=== TASK ITEM ===
Work through the data line by line, gathering every line that has the word "honeycomb".

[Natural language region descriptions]
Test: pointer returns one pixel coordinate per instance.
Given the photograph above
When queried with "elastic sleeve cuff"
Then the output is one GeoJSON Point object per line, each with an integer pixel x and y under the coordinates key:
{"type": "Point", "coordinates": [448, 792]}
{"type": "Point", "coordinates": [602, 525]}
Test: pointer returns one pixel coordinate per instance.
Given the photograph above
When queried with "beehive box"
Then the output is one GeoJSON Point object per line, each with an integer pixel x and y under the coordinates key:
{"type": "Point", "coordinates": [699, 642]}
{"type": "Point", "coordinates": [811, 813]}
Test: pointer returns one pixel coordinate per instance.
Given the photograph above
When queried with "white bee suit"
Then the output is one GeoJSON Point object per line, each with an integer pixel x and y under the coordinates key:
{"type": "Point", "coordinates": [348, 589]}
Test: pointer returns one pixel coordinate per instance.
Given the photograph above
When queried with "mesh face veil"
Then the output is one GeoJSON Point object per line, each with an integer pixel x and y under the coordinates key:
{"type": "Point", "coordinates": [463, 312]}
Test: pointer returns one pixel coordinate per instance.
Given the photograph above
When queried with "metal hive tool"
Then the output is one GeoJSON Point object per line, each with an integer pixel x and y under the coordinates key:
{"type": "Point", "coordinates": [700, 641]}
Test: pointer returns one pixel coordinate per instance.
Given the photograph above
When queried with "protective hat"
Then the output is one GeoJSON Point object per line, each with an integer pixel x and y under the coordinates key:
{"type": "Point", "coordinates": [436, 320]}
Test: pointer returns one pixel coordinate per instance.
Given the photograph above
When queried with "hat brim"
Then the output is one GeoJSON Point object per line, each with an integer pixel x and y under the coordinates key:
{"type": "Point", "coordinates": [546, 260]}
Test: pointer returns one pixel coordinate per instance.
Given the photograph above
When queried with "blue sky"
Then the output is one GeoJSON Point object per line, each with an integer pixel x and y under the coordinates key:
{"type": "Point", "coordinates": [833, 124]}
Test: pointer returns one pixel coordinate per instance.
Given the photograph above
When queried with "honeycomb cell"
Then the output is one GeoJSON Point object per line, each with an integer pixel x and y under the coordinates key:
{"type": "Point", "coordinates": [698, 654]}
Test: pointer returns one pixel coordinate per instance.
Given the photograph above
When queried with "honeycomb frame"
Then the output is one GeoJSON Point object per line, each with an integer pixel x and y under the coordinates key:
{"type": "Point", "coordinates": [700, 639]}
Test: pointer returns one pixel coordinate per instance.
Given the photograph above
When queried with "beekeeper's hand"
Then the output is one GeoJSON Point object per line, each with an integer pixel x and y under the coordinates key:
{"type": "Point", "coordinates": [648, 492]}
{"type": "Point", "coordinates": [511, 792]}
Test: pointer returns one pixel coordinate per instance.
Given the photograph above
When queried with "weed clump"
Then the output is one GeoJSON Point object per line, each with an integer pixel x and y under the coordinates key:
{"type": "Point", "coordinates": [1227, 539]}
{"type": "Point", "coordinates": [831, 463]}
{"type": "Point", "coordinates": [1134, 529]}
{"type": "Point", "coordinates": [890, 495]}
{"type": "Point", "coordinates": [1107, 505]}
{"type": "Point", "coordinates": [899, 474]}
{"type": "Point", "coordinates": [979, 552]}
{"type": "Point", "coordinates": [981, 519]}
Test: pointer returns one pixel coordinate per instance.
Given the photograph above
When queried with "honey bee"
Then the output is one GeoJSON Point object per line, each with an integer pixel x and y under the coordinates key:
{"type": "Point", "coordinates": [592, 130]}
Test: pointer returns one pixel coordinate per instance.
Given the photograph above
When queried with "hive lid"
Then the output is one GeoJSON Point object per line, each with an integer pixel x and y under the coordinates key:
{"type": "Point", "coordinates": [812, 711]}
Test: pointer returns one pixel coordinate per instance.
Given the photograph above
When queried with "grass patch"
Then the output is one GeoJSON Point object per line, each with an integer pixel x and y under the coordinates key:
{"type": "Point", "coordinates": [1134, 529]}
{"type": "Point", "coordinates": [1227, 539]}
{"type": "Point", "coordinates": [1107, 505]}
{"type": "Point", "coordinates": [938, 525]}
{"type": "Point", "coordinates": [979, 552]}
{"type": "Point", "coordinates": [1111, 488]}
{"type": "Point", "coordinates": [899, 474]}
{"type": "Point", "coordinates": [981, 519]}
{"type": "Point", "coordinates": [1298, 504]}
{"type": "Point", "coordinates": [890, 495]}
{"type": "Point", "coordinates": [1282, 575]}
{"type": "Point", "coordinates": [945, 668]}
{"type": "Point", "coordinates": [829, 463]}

=== WRITTEN REPLY ===
When queried with "honeycomb cell"
When queried with "honeycomb frame"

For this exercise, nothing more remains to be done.